MATERIAL SHOWN =
_ _ _ _ _ _ _

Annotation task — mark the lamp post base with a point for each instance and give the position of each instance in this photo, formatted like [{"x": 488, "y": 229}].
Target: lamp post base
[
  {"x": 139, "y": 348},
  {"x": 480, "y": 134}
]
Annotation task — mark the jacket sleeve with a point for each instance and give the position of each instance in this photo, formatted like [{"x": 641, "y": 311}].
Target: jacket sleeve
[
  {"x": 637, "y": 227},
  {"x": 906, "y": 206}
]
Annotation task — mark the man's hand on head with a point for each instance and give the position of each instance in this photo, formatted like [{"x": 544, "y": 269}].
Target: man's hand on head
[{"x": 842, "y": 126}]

_ _ _ _ _ _ _

WRITTEN PROBLEM = Set down the material above again, word for word.

SOLVED EXERCISE =
Annotation task — mark the lamp post base with a point for each instance and give the position of each instance in this photo, formatted like [{"x": 488, "y": 229}].
Target: lamp post base
[
  {"x": 139, "y": 348},
  {"x": 480, "y": 134}
]
Annotation task — mark the jacket sleeve with a point for each instance and give the position of each instance in this photo, formatted like [{"x": 641, "y": 311}].
Target: jacket sleeve
[
  {"x": 637, "y": 227},
  {"x": 906, "y": 206}
]
Annotation task — mark the man's hand on head with a point for each instance and give the position of each instance in this photo, formatted like [{"x": 544, "y": 269}].
Target: man's hand on head
[{"x": 842, "y": 126}]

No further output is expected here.